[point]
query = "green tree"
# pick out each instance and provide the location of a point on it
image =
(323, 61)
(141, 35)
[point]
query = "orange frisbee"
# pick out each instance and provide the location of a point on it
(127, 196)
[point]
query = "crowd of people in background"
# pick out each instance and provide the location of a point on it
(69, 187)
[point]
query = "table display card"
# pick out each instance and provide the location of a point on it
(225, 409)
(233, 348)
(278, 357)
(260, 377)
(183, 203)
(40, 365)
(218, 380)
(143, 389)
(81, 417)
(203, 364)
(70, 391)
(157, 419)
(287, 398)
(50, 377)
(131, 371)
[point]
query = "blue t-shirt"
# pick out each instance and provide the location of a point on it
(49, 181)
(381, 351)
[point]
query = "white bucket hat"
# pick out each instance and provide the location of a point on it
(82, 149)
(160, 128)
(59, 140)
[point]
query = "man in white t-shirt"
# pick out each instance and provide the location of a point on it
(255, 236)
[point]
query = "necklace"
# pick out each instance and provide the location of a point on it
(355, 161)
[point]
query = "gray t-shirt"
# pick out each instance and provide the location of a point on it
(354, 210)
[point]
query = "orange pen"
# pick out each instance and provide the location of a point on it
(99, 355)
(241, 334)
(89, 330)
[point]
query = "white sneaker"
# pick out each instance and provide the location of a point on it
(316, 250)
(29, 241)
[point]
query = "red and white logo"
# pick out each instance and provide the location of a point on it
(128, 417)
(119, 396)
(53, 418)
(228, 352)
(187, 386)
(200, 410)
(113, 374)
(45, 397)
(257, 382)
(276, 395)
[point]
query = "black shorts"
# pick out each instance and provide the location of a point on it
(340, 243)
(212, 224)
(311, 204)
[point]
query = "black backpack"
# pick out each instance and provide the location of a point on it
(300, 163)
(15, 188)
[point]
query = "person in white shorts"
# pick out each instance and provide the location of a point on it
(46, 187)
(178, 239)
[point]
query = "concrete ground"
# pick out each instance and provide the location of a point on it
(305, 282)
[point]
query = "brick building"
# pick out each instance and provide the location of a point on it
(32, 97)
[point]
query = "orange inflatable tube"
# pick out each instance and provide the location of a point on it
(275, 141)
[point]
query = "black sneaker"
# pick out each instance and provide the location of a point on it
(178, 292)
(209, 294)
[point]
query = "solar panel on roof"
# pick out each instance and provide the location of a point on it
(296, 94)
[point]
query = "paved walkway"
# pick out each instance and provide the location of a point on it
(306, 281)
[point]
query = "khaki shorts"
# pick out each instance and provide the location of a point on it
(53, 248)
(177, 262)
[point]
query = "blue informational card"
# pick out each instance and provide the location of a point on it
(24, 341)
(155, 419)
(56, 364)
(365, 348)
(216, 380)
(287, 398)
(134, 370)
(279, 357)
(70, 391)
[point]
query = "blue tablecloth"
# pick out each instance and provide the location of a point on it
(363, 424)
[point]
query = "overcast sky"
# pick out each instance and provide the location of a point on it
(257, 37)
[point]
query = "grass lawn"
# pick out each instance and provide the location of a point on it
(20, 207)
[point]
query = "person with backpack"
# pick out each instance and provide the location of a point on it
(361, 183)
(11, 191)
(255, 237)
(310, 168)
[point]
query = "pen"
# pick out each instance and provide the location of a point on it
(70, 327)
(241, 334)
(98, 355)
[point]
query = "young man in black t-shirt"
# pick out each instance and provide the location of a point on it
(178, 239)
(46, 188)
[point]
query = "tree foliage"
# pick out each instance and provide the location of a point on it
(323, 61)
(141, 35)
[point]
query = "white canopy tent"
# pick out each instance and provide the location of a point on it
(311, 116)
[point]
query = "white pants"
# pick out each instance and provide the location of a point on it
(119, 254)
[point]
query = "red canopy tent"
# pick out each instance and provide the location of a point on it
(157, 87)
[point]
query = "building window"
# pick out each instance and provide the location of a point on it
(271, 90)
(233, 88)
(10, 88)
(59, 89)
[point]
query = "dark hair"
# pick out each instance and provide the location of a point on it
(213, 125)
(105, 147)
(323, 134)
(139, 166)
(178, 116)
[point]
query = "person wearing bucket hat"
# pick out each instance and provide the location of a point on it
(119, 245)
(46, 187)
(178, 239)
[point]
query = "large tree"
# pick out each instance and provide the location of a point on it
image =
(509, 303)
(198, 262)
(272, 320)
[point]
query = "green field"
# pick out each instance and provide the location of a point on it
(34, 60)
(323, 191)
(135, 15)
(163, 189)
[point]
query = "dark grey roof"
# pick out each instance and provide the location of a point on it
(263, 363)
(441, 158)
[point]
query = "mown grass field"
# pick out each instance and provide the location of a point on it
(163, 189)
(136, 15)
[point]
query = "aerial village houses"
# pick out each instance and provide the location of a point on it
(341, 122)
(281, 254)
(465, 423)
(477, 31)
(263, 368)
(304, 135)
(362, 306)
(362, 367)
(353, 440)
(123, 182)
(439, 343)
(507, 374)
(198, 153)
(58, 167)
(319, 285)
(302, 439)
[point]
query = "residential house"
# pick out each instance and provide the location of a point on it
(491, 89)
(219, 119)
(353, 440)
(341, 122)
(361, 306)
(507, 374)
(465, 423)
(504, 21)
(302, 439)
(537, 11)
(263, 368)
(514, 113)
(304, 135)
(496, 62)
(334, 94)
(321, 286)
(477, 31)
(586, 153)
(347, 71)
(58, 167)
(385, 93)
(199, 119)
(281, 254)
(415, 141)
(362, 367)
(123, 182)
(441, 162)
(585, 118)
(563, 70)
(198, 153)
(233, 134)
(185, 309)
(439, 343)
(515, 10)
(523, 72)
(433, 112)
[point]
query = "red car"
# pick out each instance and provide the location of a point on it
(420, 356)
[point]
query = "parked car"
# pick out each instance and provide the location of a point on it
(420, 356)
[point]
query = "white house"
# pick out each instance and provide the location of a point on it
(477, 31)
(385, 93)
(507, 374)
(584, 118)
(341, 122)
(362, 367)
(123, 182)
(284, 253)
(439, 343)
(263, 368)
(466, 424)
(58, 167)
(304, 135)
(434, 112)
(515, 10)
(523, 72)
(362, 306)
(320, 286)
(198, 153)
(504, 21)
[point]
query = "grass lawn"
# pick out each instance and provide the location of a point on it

================

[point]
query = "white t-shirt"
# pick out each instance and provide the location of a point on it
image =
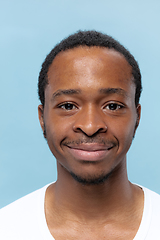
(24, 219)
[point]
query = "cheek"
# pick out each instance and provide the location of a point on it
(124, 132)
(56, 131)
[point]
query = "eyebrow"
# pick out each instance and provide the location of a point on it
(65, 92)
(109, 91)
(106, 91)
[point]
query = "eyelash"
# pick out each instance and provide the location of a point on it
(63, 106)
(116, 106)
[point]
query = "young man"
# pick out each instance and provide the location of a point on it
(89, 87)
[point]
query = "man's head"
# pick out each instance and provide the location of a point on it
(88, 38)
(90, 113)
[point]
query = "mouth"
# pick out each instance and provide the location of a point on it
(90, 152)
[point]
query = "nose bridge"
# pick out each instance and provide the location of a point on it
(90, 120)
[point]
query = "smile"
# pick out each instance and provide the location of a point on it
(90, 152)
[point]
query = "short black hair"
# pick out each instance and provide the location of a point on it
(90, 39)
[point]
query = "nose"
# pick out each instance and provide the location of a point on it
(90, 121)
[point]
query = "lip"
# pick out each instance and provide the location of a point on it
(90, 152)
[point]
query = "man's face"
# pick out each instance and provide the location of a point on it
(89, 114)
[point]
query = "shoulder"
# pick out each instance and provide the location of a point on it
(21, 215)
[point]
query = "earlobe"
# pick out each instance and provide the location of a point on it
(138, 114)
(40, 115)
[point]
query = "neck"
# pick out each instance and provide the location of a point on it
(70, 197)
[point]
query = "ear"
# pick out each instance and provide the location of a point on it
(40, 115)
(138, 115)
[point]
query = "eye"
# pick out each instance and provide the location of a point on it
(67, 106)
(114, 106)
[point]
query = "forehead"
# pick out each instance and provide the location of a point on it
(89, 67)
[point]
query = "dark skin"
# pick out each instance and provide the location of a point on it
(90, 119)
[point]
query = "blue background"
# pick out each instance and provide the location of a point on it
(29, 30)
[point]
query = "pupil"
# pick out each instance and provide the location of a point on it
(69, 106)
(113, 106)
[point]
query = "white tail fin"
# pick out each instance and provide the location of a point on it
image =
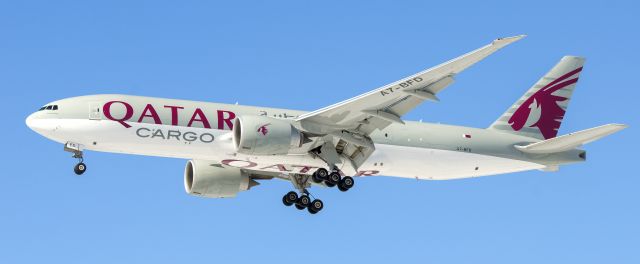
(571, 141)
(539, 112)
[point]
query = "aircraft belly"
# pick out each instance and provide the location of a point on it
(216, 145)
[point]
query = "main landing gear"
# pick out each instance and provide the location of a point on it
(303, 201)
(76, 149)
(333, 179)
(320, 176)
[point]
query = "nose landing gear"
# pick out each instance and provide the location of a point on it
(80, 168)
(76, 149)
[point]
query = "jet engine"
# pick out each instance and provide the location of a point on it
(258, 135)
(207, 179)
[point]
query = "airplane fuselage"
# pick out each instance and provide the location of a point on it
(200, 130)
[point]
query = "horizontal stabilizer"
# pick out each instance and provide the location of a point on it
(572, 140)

================

• Exercise objective: Across the listing above, report every line where "canopy" occurs.

• Exercise solution:
query = "white canopy tent"
query = "red canopy tent"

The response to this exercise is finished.